• **AIM**
Copy every one of the records below verbatim, keeping each line unchanged and in its original order.

··· DATA SHOWN ···

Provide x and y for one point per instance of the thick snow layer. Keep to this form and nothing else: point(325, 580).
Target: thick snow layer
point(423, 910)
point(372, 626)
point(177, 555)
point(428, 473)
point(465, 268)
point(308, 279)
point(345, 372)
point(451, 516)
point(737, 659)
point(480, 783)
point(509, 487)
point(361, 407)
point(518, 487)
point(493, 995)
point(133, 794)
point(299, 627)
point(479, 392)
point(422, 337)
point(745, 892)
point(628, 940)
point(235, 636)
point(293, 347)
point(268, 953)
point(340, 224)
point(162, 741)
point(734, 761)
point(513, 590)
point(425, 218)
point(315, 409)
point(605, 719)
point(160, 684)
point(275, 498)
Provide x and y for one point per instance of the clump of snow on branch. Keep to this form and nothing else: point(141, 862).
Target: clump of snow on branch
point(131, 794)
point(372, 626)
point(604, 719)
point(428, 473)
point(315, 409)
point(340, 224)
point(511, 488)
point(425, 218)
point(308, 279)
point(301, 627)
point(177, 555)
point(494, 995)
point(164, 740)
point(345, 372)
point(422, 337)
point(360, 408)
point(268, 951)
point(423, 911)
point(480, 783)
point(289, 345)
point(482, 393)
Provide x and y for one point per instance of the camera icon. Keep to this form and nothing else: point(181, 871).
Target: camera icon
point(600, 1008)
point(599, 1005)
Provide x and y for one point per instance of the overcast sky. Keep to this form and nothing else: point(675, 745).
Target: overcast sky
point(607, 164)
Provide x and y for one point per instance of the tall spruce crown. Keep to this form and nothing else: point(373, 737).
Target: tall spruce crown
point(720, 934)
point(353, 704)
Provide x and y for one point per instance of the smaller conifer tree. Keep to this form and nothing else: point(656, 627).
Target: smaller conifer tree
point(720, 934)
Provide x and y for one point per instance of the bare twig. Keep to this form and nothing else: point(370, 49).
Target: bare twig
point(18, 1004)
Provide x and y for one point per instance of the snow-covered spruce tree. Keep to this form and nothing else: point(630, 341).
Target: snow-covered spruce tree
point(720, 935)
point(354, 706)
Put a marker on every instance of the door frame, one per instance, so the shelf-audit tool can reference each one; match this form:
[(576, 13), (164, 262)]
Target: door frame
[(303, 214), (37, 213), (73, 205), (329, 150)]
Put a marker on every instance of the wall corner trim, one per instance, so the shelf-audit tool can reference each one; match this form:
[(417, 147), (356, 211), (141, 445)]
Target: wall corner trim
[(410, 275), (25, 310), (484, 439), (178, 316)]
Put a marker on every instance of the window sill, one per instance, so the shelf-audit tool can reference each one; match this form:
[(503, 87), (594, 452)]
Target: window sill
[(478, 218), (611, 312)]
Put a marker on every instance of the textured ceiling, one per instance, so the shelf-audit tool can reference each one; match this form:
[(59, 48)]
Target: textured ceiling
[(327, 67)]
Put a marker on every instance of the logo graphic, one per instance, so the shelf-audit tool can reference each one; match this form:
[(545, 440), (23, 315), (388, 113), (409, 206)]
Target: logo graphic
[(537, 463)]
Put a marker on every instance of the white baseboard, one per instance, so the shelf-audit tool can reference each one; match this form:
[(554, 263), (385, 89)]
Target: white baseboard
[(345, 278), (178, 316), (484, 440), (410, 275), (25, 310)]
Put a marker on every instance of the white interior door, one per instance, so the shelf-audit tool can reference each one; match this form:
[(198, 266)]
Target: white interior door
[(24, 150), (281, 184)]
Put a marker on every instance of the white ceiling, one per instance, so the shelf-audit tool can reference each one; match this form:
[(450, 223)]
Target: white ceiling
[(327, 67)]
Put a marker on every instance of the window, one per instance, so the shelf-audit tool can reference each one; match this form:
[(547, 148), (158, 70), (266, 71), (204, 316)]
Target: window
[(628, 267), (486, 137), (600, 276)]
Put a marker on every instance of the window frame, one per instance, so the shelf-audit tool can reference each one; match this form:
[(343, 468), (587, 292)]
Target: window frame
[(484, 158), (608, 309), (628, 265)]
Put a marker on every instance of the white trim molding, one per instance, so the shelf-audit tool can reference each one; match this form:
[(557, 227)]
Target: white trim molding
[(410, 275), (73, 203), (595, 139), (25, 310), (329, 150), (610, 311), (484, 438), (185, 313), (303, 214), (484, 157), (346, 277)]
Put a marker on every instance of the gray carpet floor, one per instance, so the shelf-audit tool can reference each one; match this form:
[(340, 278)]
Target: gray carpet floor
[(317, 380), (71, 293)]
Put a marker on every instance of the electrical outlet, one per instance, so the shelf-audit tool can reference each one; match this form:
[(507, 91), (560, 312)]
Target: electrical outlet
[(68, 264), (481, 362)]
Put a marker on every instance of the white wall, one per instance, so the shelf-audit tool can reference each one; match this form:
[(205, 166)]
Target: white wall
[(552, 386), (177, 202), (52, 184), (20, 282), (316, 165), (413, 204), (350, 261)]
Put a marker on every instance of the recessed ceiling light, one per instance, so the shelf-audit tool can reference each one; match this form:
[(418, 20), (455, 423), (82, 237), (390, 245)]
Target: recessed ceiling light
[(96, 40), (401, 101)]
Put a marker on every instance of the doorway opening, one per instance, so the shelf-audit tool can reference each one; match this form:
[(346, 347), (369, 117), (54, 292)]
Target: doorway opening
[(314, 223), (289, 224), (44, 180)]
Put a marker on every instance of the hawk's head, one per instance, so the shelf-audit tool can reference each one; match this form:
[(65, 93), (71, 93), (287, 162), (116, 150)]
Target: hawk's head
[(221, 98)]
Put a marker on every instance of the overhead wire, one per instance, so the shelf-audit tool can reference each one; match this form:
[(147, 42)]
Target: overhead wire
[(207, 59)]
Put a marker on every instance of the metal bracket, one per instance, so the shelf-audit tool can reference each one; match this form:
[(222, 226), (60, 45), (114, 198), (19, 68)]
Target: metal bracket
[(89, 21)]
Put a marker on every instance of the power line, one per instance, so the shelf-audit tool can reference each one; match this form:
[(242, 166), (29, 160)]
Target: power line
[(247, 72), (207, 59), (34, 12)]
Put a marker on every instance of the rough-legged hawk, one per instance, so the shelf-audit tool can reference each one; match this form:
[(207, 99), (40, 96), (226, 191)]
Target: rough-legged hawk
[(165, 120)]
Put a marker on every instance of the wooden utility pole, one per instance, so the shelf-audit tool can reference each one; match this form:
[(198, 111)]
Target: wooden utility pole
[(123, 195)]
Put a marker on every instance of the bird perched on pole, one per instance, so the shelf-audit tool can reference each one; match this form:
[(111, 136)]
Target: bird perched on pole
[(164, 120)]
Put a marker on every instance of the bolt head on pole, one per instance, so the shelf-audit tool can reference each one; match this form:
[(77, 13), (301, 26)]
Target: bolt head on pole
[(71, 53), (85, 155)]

···

• **THE RESPONSE**
Provide x and y for one point per instance of the thick snow layer. Keep to this form and nothing else: point(325, 580).
Target: thick snow layer
point(423, 910)
point(372, 626)
point(177, 555)
point(428, 473)
point(465, 268)
point(308, 279)
point(345, 372)
point(451, 516)
point(737, 659)
point(480, 783)
point(509, 487)
point(361, 407)
point(518, 487)
point(493, 995)
point(133, 794)
point(299, 627)
point(479, 392)
point(422, 337)
point(745, 892)
point(628, 940)
point(235, 636)
point(293, 347)
point(268, 953)
point(340, 224)
point(162, 741)
point(734, 761)
point(513, 590)
point(425, 218)
point(315, 409)
point(605, 719)
point(160, 684)
point(275, 498)
Provide x and y for one point per instance of the clump of snow on branch. Keep to this form and nothing else: point(141, 862).
Target: clump of snow on branch
point(131, 794)
point(372, 626)
point(604, 719)
point(428, 473)
point(315, 409)
point(340, 224)
point(511, 488)
point(425, 218)
point(308, 279)
point(301, 627)
point(177, 555)
point(494, 995)
point(164, 740)
point(345, 372)
point(422, 337)
point(360, 408)
point(268, 951)
point(423, 911)
point(480, 783)
point(289, 345)
point(482, 393)
Provide x and y for one point per instance of the camera icon. Keep to this form and nothing else: point(181, 871).
Target: camera icon
point(600, 1008)
point(599, 1005)
Provide x and y for one point per instance of the overcast sky. Keep to this form and nothing else: point(675, 745).
Target: overcast sky
point(607, 164)
Provide x and y for one point per instance of the tall spruce crown. Keep to this form and nothing else: point(373, 737).
Target: tall spruce crown
point(720, 934)
point(353, 704)
Provide x and y for one point per instance of the smaller conifer tree. Keep to this form and nothing else: point(656, 627).
Target: smaller conifer tree
point(720, 934)
Provide x and y for one point per instance of the bare twig. Keep to this form and nothing else: point(370, 49).
Target: bare twig
point(18, 1004)
Provide x and y for one point per instance of the snow-covered spruce tree. Keep to this form and nothing else: point(630, 341).
Target: snow-covered spruce tree
point(720, 935)
point(354, 706)
Put a marker on every instance of the door frame, one per instance, so the shelf-audit tool can reference each one; match this form:
[(576, 13), (164, 262)]
Target: door frame
[(303, 214), (37, 213), (73, 205), (329, 150)]
Put a marker on every instance of the wall corner trim, one per instance, so the shelf-audit tool can reference each one; match this form:
[(417, 147), (356, 211), (141, 445)]
Target: wall corner trim
[(410, 275), (25, 310), (484, 439), (178, 316)]
Put a marker on every instance of the window sill, one per instance, so the shelf-audit tool can reference each one; match this form:
[(503, 87), (594, 452)]
Target: window sill
[(478, 218), (611, 312)]
Put a marker on every instance of the textured ceiling, one per instance, so the shelf-audit tool can reference each one; match this form:
[(59, 48)]
Target: textured ceiling
[(327, 67)]
Put a marker on every instance of the logo graphic, one per instance, so the shelf-audit tool can reference each one; match this form:
[(545, 440), (23, 315), (388, 113), (409, 206)]
Target: logo graphic
[(537, 463)]
Put a marker on every instance of the white baseboard, one per instance, so the shelf-audit tool can reference each one; match this form:
[(554, 263), (385, 89)]
Target: white baseboard
[(345, 278), (178, 316), (484, 440), (410, 275), (25, 310)]
Put a marker on every instance of the white interior door, one per instance, so the shelf-audit tool can reference each one; match this form:
[(198, 266)]
Target: white interior door
[(24, 150), (281, 184)]
Put a marker on every instance of the white ceiling, one per instance, so the shelf-audit tool can reference each one; match this form:
[(450, 223)]
Target: white ceiling
[(327, 67)]
Put a marker on every instance of the window, one per instance, so the shelf-audit tool can reference each one; match this form:
[(547, 148), (158, 70), (266, 71), (204, 316)]
Target: window
[(628, 267), (486, 137), (600, 276)]
Put a marker on every instance of the window frame, one per instance, so the shelf-audit tool can reference each one; match this form:
[(343, 468), (587, 292)]
Target: window frame
[(484, 158), (608, 309), (628, 265)]
Put a marker on every instance of the white trim molding, one per instance, so the shelf-audit tool can reference each one; match this form:
[(557, 227)]
Target: white trim molding
[(410, 275), (73, 203), (595, 139), (25, 310), (329, 150), (610, 311), (484, 438), (185, 313), (303, 214), (484, 157), (346, 277)]
Put a marker on every instance of the gray carpet floor, one per instance, so the shelf-audit tool can reference each one; match this form:
[(340, 278)]
Target: gray carpet floor
[(317, 380), (71, 293)]
Put a marker on every instance of the electrical outlet, one per instance, so the shelf-audit tool can reference each one; match this form:
[(507, 91), (560, 312)]
Target: electrical outlet
[(68, 264), (481, 362)]
Put a marker on every instance of the white wall, one per instance, so the shelf-audit tool can reference each one; match this form:
[(205, 166)]
Target: white wall
[(552, 386), (177, 202), (52, 184), (20, 282), (316, 165), (413, 204), (350, 261)]
Put a marker on every instance of the recessed ceiling light, one per instance, so the shelf-audit tool can reference each one; match this form:
[(418, 20), (455, 423), (82, 237), (390, 245)]
Target: recessed ceiling light
[(96, 40), (401, 101)]
Put a marker on every instance of the doorway opening, one per instance, so the shelf-audit tool can reference each one; match this form:
[(346, 347), (369, 117), (54, 292)]
Target: doorway opening
[(314, 223), (289, 224), (44, 180)]
Put a marker on every instance of the hawk's head, one per instance, so the shelf-audit tool can reference each one; match this form:
[(65, 93), (71, 93), (287, 162), (116, 150)]
Target: hawk's head
[(221, 98)]
Put a marker on every instance of the overhead wire, one per instance, so the shelf-audit tool can reference each one; match this form:
[(147, 42)]
Target: overhead wire
[(207, 59)]
Put a marker on every instance of the metal bracket, one per instance, so the shelf-audit tool can reference each one; match this form:
[(222, 226), (60, 45), (114, 198), (19, 68)]
Target: metal bracket
[(89, 21)]
Put a marker on every instance of the power line, one per instance, so the shelf-audit tool can reference each one; match this form:
[(242, 166), (29, 160)]
Target: power line
[(247, 72), (207, 59), (34, 12)]
Put a marker on every instance of the rough-legged hawk, one per instance, so the shelf-audit tool can reference each one; match this form:
[(207, 99), (40, 96), (226, 191)]
Target: rough-legged hawk
[(165, 120)]
Put a marker on every instance of the wooden utility pole, one per instance, so the shelf-audit tool can reference each one; match this form:
[(198, 111)]
Target: wooden utility pole
[(123, 195)]
Put a marker on every instance of the bird perched on pole, one per instance, so the shelf-audit tool can reference each one; match this form:
[(111, 136)]
Target: bird perched on pole
[(164, 120)]
Put a marker on every instance of the bolt head on pole, one per instance, so the shelf-audit tool can reference each one; match this form:
[(77, 13), (301, 26)]
Target: bolt head on pole
[(71, 53), (85, 155)]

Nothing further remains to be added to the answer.